## Exercise details:
Which lines of the entries below contain the word "signpost"? Copy each such line in full, matching uppercase and lowercase exactly.

## Exercise input:
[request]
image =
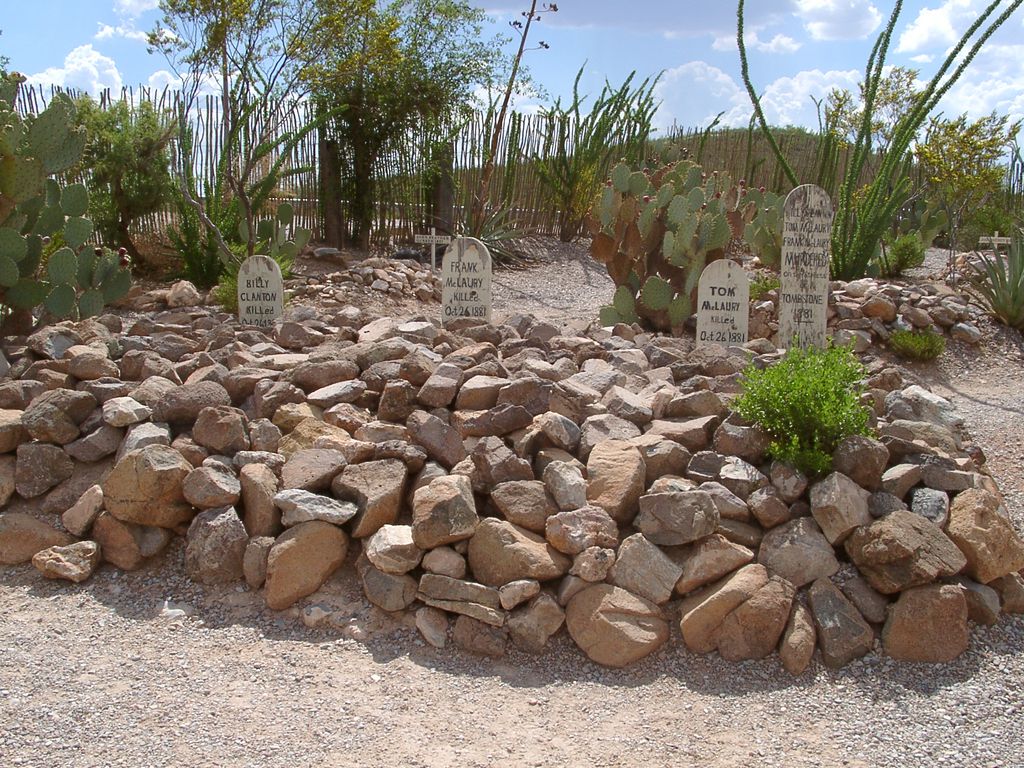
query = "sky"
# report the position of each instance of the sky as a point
(798, 50)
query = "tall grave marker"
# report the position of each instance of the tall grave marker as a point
(723, 304)
(466, 281)
(803, 293)
(261, 292)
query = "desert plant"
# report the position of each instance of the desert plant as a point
(998, 285)
(807, 402)
(77, 279)
(656, 230)
(919, 345)
(906, 252)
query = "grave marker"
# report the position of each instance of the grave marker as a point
(723, 304)
(261, 292)
(466, 281)
(433, 240)
(803, 293)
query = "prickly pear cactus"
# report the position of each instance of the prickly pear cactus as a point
(77, 280)
(656, 230)
(764, 231)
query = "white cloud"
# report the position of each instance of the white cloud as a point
(778, 44)
(839, 19)
(134, 8)
(127, 31)
(84, 69)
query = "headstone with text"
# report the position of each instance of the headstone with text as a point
(723, 303)
(261, 292)
(803, 293)
(466, 281)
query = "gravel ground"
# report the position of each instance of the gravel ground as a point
(108, 674)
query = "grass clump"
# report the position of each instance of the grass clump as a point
(919, 345)
(807, 402)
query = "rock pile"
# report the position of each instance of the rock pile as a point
(866, 311)
(508, 479)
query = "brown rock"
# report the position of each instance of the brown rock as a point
(613, 627)
(704, 612)
(23, 536)
(843, 633)
(710, 559)
(301, 559)
(443, 512)
(260, 515)
(76, 562)
(753, 629)
(615, 478)
(501, 552)
(574, 530)
(839, 505)
(927, 624)
(145, 487)
(377, 487)
(903, 550)
(797, 646)
(984, 536)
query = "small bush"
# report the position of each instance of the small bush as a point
(807, 402)
(762, 285)
(999, 285)
(906, 252)
(920, 345)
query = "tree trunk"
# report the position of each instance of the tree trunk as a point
(330, 190)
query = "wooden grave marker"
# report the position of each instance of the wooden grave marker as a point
(466, 281)
(803, 293)
(261, 292)
(723, 304)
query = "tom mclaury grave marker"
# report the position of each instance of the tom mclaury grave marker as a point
(261, 292)
(466, 281)
(723, 304)
(803, 293)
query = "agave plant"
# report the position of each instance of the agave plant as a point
(998, 285)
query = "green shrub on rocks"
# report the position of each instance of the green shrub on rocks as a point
(807, 402)
(921, 345)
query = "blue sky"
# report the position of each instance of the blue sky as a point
(798, 49)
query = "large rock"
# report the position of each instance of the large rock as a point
(377, 488)
(799, 552)
(613, 627)
(709, 560)
(501, 552)
(644, 569)
(928, 624)
(76, 562)
(215, 547)
(843, 633)
(839, 505)
(704, 612)
(443, 512)
(984, 536)
(903, 550)
(301, 559)
(753, 629)
(145, 487)
(616, 472)
(674, 518)
(23, 536)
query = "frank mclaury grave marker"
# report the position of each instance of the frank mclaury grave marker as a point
(723, 304)
(803, 293)
(261, 292)
(466, 281)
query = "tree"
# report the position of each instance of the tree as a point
(961, 160)
(127, 164)
(391, 66)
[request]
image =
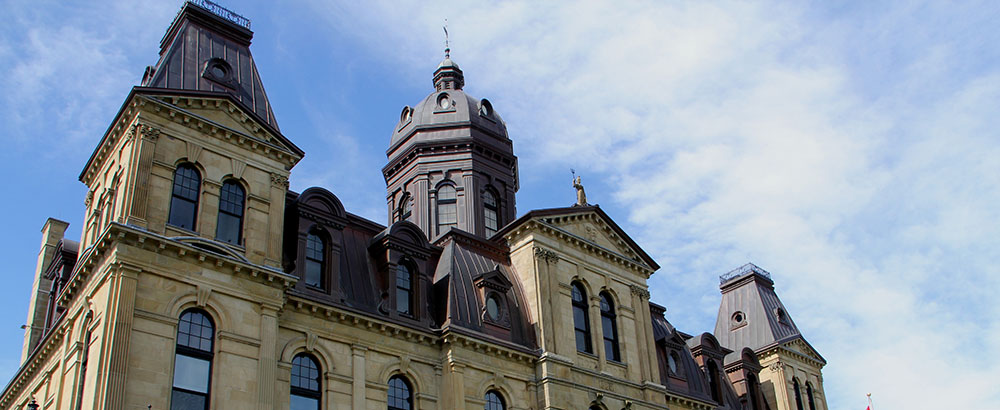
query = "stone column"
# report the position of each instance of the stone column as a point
(276, 218)
(267, 363)
(358, 376)
(141, 167)
(120, 306)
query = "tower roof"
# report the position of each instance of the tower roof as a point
(751, 314)
(207, 48)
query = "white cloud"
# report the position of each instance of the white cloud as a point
(826, 146)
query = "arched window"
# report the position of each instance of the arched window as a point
(447, 208)
(400, 397)
(192, 361)
(809, 396)
(404, 289)
(230, 227)
(494, 401)
(491, 213)
(609, 327)
(752, 392)
(184, 200)
(404, 208)
(315, 260)
(305, 383)
(798, 393)
(581, 320)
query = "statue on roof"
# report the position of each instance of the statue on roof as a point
(581, 196)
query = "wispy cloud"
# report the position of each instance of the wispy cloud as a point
(853, 152)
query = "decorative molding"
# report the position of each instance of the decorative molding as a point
(194, 151)
(279, 181)
(640, 291)
(549, 256)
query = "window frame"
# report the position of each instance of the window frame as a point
(174, 197)
(609, 314)
(242, 208)
(487, 209)
(584, 307)
(453, 201)
(410, 291)
(409, 393)
(195, 353)
(294, 390)
(323, 251)
(491, 405)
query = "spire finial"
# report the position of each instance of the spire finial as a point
(447, 47)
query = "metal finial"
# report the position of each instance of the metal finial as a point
(447, 47)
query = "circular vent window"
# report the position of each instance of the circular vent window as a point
(444, 101)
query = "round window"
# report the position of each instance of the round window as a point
(493, 307)
(444, 102)
(738, 318)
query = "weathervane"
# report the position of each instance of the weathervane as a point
(447, 47)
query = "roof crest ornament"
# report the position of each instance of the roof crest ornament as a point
(447, 46)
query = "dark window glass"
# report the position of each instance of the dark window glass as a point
(713, 381)
(305, 383)
(404, 209)
(809, 397)
(230, 227)
(315, 260)
(494, 401)
(798, 394)
(83, 368)
(491, 213)
(399, 395)
(404, 289)
(192, 361)
(184, 200)
(609, 328)
(581, 324)
(447, 208)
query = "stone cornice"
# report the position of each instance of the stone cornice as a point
(117, 233)
(581, 243)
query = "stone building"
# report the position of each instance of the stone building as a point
(201, 281)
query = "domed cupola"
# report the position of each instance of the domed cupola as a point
(448, 76)
(451, 163)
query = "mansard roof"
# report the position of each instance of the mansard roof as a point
(202, 51)
(749, 291)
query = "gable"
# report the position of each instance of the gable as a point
(227, 116)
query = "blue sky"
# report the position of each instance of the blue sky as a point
(850, 148)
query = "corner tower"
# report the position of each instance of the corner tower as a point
(752, 316)
(450, 161)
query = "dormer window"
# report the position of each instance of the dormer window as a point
(315, 260)
(491, 213)
(404, 289)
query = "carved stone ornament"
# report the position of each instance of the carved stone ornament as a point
(280, 181)
(148, 132)
(547, 255)
(640, 291)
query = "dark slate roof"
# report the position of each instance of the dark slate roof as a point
(465, 257)
(464, 118)
(195, 39)
(752, 293)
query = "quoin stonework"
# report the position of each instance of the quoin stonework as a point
(202, 282)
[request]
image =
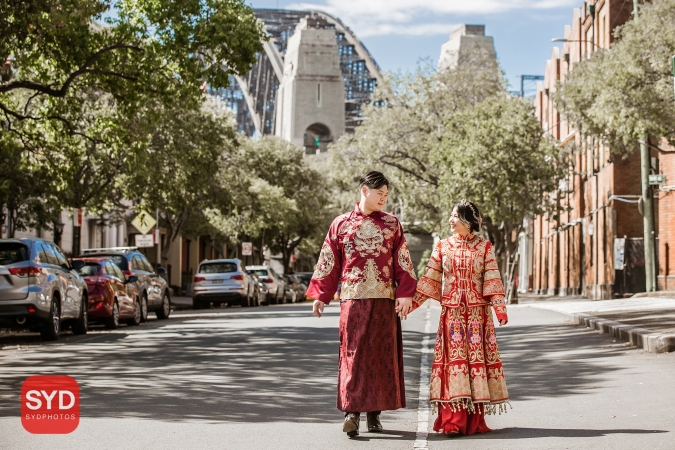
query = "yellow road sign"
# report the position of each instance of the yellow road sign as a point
(144, 222)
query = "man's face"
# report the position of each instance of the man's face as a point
(375, 199)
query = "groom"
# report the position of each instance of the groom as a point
(366, 253)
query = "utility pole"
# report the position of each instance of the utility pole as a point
(647, 202)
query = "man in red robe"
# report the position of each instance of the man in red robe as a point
(365, 252)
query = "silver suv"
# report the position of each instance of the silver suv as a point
(39, 289)
(275, 283)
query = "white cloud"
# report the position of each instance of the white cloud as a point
(387, 17)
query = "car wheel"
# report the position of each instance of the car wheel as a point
(136, 320)
(165, 310)
(114, 320)
(144, 308)
(81, 325)
(50, 332)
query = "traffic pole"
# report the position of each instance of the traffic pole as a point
(647, 201)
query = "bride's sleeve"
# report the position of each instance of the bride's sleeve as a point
(430, 285)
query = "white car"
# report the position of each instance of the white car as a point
(275, 282)
(220, 281)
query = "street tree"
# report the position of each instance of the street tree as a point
(449, 135)
(126, 48)
(497, 156)
(26, 195)
(278, 200)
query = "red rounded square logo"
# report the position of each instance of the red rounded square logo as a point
(50, 404)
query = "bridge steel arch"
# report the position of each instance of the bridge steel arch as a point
(253, 96)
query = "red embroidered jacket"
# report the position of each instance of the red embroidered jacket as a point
(462, 265)
(368, 255)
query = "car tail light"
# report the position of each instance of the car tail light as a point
(26, 271)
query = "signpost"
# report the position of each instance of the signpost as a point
(619, 253)
(144, 222)
(144, 240)
(657, 179)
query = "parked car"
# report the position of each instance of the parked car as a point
(275, 283)
(221, 281)
(112, 295)
(39, 289)
(297, 288)
(260, 289)
(151, 287)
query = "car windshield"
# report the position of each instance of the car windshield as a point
(119, 260)
(218, 268)
(261, 272)
(12, 253)
(89, 269)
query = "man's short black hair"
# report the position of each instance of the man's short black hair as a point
(373, 180)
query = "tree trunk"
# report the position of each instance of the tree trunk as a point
(77, 236)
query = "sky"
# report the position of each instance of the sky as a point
(399, 33)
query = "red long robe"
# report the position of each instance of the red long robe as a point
(467, 377)
(368, 256)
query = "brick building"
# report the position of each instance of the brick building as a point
(666, 224)
(572, 251)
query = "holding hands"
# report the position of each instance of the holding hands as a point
(403, 307)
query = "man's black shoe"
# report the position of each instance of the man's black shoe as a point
(374, 425)
(351, 426)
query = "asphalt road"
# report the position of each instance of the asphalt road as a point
(264, 378)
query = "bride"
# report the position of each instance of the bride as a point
(467, 378)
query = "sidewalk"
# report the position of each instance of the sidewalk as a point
(644, 321)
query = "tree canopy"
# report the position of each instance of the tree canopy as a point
(450, 135)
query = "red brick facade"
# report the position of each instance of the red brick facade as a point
(573, 251)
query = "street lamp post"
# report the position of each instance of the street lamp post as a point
(647, 203)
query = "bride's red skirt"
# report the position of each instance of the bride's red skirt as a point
(461, 421)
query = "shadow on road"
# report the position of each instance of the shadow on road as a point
(533, 433)
(554, 360)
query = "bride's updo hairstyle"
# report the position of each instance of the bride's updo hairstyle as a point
(468, 213)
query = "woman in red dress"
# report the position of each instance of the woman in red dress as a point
(467, 378)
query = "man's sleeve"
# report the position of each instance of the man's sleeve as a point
(404, 271)
(493, 288)
(324, 283)
(430, 285)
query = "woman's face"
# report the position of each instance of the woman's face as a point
(457, 225)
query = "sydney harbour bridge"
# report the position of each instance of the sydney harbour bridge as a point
(255, 97)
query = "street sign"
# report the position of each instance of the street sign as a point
(657, 179)
(144, 240)
(619, 253)
(144, 222)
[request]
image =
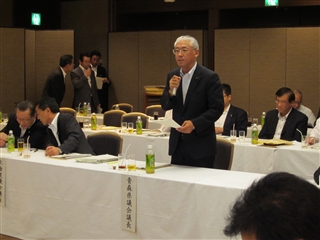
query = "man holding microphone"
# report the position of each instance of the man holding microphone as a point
(195, 96)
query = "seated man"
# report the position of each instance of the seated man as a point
(24, 124)
(278, 206)
(231, 115)
(64, 132)
(297, 104)
(285, 121)
(315, 133)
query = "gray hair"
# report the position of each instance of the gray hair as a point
(193, 42)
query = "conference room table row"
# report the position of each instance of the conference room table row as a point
(49, 198)
(246, 158)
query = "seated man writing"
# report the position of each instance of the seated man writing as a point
(64, 132)
(285, 121)
(24, 124)
(232, 116)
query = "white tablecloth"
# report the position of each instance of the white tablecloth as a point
(61, 199)
(139, 144)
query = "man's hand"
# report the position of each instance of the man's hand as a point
(174, 83)
(87, 72)
(52, 151)
(187, 127)
(219, 130)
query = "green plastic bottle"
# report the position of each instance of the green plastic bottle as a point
(10, 142)
(255, 134)
(139, 126)
(150, 160)
(93, 121)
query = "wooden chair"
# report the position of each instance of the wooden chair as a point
(224, 155)
(132, 117)
(127, 107)
(106, 143)
(113, 118)
(68, 110)
(155, 108)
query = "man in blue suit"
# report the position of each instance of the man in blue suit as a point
(232, 116)
(285, 121)
(194, 94)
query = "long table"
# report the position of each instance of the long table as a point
(246, 157)
(62, 199)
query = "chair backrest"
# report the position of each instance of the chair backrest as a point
(69, 110)
(127, 107)
(113, 118)
(132, 117)
(155, 108)
(106, 143)
(224, 155)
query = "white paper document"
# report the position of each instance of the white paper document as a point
(99, 82)
(169, 122)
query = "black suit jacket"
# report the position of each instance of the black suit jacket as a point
(295, 120)
(203, 106)
(238, 117)
(82, 89)
(37, 132)
(103, 93)
(55, 86)
(71, 136)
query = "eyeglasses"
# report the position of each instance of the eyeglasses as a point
(23, 119)
(280, 102)
(182, 51)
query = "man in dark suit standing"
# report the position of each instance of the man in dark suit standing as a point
(64, 132)
(84, 83)
(283, 122)
(194, 94)
(55, 85)
(231, 116)
(24, 124)
(101, 72)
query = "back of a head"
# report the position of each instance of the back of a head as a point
(26, 105)
(279, 206)
(48, 102)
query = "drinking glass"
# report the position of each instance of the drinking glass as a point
(155, 115)
(26, 150)
(121, 162)
(130, 127)
(131, 162)
(124, 127)
(242, 136)
(20, 144)
(233, 135)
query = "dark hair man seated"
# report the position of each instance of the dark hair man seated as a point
(283, 122)
(278, 206)
(231, 115)
(24, 124)
(64, 132)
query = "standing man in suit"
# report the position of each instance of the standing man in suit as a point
(84, 83)
(283, 122)
(100, 71)
(55, 85)
(24, 124)
(64, 132)
(194, 94)
(231, 116)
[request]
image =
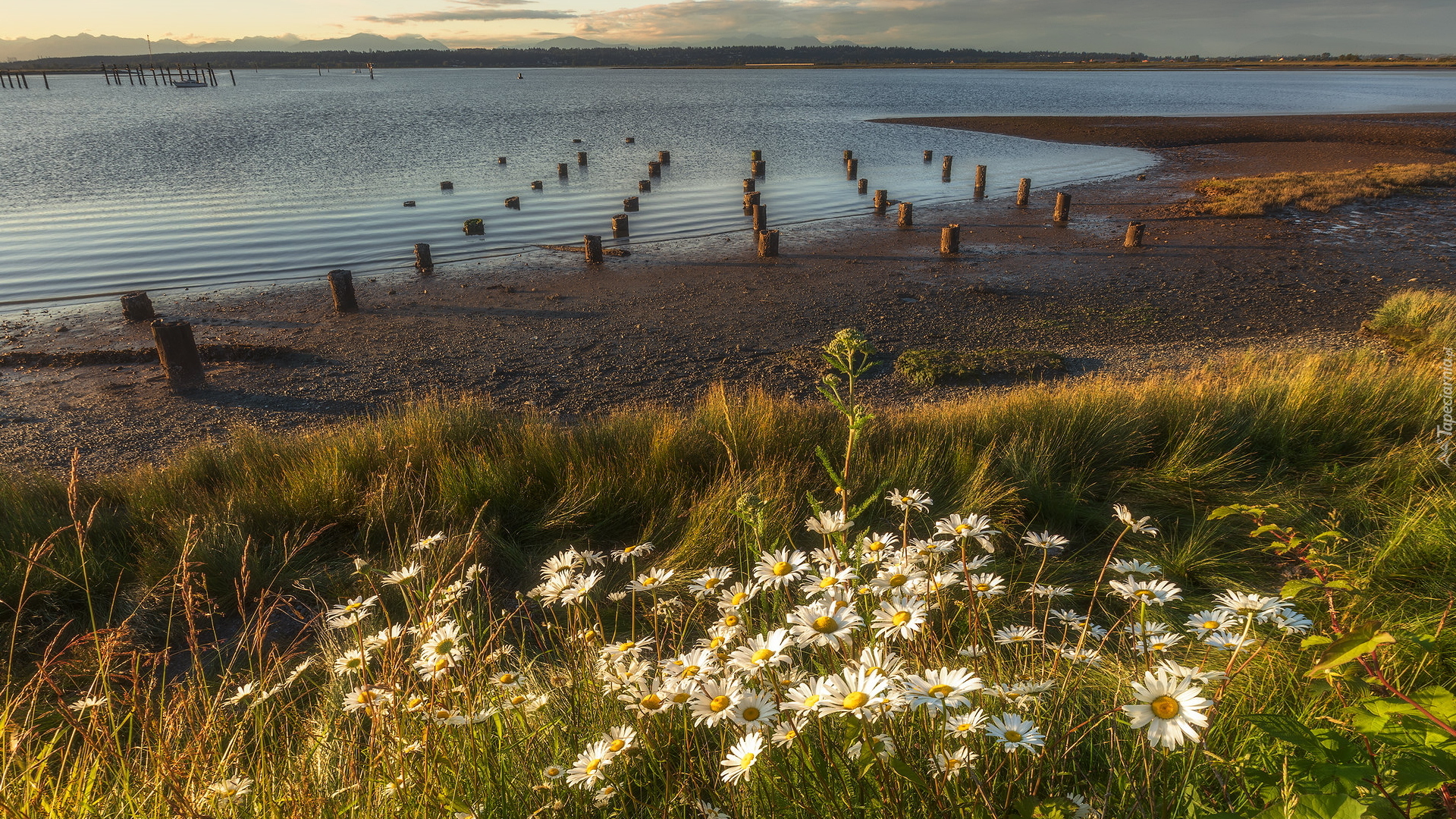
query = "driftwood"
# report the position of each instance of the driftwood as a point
(582, 249)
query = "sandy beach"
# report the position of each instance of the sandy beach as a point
(546, 333)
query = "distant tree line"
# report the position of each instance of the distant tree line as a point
(564, 57)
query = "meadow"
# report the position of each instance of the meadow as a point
(1213, 594)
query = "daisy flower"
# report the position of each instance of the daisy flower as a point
(1123, 516)
(1169, 707)
(941, 689)
(1015, 733)
(909, 500)
(781, 569)
(823, 624)
(742, 758)
(899, 617)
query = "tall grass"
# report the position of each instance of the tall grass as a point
(1318, 190)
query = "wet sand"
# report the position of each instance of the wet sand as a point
(546, 333)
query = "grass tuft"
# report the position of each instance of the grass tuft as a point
(1320, 191)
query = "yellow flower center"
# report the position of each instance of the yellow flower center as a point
(1165, 707)
(826, 626)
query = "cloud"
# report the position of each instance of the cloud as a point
(476, 11)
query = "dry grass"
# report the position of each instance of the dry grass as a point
(1257, 196)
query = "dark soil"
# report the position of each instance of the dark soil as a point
(546, 333)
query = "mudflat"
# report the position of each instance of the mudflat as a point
(546, 333)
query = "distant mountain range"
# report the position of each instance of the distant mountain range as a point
(92, 46)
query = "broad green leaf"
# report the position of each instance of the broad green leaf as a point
(1354, 645)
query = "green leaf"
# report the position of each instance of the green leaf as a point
(1291, 730)
(1354, 645)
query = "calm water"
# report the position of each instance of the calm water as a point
(291, 174)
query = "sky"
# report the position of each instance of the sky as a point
(1155, 27)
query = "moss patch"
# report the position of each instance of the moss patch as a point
(929, 368)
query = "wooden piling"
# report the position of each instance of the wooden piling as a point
(1063, 210)
(137, 308)
(177, 350)
(341, 283)
(767, 243)
(951, 240)
(1134, 235)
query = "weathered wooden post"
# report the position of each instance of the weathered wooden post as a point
(1063, 207)
(767, 242)
(136, 306)
(951, 240)
(341, 283)
(177, 350)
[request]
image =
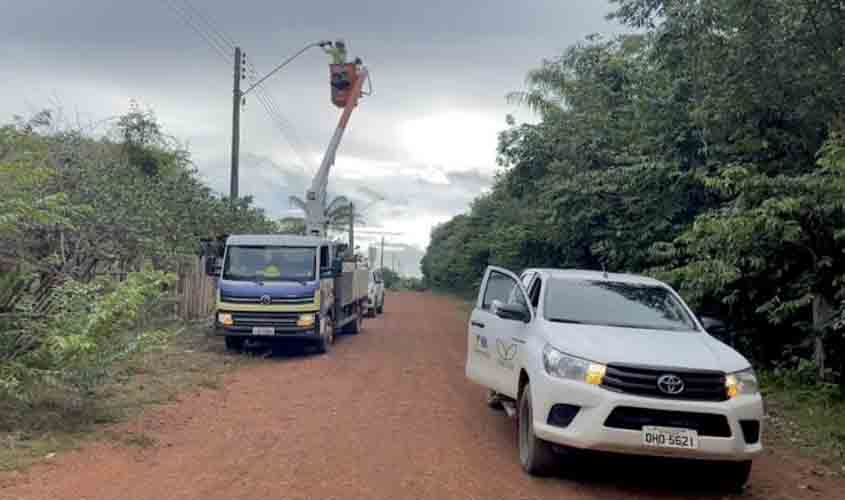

## Solved problem:
query = "signpost"
# report the position of each instance of the signpost as a point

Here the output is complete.